▶ _Requirement_: Go through the data and report each line that holds the string "shirt".

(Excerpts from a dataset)
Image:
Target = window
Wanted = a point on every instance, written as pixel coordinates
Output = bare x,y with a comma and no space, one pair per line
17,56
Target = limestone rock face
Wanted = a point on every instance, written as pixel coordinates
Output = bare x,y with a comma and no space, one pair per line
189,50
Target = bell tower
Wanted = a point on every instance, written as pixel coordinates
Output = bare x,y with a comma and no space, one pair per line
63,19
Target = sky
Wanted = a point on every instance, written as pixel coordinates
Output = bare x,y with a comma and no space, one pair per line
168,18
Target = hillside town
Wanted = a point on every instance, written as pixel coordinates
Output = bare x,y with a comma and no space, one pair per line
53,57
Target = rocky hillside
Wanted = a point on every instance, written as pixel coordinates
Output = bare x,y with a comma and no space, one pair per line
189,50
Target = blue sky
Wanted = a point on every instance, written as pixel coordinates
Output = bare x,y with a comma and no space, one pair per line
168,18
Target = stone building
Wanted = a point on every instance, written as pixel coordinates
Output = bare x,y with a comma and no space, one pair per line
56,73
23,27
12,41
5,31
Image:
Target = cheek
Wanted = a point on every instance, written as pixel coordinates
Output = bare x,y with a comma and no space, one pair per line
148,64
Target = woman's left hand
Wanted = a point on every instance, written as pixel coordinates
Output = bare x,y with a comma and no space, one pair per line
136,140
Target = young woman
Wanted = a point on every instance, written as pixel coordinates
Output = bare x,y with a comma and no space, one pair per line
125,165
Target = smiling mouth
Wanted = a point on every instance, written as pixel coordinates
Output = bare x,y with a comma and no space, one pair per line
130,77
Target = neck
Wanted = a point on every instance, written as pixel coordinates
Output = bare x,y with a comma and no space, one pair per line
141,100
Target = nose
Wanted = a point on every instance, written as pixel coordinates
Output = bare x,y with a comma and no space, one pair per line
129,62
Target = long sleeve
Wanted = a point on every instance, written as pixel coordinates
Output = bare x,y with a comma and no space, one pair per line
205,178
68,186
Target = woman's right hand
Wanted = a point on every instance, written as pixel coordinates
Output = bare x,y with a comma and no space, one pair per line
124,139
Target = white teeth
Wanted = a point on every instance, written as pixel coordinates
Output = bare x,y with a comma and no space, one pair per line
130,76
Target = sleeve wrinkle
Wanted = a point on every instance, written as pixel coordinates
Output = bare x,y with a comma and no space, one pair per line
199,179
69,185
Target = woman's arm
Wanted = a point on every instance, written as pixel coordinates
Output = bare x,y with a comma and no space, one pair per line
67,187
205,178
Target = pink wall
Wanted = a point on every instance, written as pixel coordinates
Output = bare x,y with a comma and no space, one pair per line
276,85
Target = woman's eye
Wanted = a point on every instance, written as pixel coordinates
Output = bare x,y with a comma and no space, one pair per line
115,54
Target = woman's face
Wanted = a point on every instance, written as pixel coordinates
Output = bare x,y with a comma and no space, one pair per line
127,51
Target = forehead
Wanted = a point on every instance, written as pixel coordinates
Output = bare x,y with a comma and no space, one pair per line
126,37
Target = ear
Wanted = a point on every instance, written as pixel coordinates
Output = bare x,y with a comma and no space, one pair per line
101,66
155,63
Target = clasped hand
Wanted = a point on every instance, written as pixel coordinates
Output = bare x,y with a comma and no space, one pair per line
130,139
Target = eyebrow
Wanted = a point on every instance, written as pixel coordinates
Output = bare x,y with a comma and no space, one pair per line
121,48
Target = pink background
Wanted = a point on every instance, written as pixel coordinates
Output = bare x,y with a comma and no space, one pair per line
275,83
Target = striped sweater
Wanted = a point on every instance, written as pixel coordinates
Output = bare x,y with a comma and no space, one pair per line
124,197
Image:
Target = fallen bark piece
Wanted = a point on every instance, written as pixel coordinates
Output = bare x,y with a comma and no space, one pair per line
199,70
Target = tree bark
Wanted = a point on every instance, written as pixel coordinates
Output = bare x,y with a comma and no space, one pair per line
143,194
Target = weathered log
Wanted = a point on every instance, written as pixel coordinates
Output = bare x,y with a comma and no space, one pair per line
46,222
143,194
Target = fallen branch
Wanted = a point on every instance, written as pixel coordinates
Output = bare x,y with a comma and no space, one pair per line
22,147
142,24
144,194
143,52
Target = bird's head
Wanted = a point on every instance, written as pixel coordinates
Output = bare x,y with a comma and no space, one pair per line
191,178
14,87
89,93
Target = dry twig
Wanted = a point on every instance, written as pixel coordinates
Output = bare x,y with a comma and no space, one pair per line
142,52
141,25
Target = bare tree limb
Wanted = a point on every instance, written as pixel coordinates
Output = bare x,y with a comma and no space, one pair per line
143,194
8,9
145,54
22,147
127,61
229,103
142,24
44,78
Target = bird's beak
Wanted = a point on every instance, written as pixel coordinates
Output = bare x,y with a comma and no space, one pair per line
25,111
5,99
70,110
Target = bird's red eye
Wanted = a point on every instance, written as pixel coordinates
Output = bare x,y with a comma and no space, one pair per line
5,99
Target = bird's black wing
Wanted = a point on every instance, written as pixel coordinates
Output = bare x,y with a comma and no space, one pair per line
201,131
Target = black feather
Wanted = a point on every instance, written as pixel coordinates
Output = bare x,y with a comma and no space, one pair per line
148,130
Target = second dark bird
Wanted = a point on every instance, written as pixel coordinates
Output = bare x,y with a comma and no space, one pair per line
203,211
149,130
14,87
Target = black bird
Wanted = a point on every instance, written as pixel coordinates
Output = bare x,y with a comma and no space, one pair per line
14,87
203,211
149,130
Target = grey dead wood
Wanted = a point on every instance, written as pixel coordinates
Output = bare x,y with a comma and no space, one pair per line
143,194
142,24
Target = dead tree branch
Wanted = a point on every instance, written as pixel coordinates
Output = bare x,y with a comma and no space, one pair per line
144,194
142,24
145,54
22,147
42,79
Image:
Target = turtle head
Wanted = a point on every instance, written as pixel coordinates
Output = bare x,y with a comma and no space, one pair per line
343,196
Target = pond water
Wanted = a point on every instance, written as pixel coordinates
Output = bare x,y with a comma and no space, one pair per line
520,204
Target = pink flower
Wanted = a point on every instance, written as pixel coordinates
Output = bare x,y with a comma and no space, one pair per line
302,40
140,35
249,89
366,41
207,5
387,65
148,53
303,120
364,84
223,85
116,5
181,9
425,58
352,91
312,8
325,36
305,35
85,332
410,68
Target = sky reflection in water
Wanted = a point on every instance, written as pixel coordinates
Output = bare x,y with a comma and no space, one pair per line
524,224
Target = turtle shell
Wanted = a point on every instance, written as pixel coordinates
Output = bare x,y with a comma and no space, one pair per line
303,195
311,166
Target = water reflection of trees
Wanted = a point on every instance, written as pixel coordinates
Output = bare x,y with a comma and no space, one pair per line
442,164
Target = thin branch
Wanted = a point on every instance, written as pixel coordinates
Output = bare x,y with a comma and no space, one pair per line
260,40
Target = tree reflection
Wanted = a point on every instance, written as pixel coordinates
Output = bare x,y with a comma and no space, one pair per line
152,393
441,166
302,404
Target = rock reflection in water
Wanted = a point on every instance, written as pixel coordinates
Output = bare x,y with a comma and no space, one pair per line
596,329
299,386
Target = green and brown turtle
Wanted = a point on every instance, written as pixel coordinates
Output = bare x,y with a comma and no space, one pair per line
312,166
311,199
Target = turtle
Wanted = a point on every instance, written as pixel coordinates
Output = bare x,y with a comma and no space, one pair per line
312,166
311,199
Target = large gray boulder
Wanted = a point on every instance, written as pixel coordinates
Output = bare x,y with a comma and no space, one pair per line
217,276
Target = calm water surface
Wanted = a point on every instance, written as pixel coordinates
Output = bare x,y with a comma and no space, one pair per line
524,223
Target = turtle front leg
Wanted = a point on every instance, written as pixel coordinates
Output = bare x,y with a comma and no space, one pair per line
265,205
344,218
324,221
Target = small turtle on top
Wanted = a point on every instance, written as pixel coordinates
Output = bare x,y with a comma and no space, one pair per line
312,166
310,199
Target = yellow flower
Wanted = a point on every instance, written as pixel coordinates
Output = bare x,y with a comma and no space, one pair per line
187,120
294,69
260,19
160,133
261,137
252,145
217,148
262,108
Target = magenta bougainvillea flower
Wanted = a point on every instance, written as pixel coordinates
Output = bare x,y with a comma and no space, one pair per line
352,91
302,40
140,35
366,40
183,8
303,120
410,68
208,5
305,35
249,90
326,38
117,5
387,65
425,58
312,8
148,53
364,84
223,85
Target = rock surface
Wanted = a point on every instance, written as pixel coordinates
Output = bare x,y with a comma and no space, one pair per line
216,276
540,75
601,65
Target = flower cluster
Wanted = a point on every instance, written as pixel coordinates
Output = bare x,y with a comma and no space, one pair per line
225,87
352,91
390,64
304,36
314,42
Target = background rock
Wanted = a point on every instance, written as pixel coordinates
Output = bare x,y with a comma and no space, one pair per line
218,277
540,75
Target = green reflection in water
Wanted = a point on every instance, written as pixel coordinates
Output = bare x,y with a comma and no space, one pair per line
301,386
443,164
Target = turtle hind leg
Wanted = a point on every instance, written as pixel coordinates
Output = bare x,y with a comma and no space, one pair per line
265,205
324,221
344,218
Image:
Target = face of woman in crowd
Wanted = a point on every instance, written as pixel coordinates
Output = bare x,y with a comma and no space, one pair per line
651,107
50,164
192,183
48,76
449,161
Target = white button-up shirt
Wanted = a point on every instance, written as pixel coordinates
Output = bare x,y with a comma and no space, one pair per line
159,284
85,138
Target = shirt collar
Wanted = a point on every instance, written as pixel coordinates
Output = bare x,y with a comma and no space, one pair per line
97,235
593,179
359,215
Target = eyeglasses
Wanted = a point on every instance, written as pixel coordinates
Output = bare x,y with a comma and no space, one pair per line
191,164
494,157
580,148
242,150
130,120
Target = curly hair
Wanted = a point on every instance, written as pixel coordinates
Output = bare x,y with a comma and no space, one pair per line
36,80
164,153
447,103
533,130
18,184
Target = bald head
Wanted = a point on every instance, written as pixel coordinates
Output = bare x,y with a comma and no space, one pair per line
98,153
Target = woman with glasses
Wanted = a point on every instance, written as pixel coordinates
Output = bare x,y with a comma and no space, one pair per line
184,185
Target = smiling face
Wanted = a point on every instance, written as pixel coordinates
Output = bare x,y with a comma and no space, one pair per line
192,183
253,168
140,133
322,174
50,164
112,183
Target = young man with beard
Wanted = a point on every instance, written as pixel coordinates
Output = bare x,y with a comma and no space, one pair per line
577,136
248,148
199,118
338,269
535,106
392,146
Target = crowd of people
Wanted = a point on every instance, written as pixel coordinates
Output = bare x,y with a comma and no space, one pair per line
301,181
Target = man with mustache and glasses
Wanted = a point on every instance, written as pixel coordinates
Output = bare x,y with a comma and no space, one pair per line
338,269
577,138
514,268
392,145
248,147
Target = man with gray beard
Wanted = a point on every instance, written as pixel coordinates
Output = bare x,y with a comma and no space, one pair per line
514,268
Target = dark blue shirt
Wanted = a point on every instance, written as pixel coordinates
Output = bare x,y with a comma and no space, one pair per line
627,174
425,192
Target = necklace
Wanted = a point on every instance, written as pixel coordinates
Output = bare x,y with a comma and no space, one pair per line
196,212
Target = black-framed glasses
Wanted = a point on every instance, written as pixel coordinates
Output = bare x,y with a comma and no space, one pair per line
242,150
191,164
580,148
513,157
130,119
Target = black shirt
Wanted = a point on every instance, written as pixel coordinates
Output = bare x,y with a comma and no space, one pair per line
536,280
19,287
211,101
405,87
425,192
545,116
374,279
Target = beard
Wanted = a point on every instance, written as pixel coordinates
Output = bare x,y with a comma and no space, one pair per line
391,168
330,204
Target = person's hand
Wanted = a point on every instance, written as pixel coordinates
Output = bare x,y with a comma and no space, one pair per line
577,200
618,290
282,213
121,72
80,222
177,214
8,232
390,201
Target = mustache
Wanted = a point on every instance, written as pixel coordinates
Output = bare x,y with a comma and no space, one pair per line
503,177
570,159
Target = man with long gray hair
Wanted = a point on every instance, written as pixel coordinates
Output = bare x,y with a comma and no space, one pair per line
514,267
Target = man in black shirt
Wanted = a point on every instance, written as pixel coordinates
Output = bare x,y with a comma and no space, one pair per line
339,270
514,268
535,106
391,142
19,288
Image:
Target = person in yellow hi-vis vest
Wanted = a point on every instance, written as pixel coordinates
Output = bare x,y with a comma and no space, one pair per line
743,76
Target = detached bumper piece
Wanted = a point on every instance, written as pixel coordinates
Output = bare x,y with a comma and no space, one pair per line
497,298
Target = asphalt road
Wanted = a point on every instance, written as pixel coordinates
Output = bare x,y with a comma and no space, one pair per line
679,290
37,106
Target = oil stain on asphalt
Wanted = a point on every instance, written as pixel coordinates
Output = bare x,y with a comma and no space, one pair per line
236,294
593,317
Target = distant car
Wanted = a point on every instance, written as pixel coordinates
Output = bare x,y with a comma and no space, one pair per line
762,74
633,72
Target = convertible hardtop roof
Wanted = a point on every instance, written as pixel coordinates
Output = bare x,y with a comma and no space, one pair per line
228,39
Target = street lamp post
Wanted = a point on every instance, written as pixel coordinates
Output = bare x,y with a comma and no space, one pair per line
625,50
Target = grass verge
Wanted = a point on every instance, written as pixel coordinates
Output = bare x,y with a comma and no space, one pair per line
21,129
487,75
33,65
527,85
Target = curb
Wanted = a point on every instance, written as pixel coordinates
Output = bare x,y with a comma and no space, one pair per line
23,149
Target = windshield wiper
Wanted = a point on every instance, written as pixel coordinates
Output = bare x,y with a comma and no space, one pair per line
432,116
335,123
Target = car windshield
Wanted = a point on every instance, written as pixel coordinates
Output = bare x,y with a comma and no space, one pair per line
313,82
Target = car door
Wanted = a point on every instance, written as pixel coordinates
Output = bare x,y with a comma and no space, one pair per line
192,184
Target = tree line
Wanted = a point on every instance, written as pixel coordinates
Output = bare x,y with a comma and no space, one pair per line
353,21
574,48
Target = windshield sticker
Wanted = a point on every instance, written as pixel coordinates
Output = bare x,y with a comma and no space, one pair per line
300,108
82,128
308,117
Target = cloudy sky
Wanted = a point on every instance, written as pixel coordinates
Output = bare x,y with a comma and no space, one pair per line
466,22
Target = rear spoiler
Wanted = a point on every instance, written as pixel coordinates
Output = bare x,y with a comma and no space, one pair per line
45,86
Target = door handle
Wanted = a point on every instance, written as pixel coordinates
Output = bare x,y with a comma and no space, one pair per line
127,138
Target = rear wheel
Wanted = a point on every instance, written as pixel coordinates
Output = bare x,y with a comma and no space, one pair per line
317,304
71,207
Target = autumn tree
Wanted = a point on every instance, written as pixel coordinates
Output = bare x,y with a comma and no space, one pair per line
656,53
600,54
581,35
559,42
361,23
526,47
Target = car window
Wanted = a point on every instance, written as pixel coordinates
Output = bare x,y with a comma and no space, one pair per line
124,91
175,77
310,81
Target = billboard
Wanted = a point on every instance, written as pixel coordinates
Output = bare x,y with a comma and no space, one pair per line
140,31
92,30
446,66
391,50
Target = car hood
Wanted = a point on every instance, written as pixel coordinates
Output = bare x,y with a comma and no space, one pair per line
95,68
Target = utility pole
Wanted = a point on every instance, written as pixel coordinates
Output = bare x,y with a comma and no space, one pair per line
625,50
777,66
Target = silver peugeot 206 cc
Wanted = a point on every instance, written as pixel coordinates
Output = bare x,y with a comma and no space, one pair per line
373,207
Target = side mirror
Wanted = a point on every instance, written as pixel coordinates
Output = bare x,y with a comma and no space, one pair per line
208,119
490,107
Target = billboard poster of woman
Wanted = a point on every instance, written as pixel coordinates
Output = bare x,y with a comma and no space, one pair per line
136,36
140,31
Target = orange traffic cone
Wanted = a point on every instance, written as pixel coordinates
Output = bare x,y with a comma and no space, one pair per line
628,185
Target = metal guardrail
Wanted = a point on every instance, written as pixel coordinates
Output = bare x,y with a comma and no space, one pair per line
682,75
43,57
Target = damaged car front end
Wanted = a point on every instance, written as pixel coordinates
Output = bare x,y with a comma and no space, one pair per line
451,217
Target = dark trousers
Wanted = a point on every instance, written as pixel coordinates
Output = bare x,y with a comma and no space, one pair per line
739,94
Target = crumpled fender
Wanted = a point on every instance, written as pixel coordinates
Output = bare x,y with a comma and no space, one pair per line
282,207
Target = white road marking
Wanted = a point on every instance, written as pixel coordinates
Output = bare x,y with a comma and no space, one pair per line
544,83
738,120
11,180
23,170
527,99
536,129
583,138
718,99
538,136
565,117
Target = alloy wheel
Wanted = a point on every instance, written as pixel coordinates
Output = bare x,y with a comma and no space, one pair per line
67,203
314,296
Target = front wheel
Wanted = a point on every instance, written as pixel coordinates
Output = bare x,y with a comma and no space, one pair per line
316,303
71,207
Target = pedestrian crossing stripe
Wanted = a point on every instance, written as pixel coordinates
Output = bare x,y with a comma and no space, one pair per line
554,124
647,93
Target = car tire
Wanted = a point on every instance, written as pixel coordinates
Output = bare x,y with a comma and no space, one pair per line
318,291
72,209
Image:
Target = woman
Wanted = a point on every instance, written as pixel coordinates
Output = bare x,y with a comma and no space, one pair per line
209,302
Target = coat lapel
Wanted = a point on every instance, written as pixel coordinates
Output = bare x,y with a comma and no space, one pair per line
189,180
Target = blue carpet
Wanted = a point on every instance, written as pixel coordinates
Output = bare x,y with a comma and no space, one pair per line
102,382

▶ _Answer to this task_:
Target = white button-up shirt
Target = shirt collar
Target = dark blue shirt
Target = black shirt
Target = man in black shirt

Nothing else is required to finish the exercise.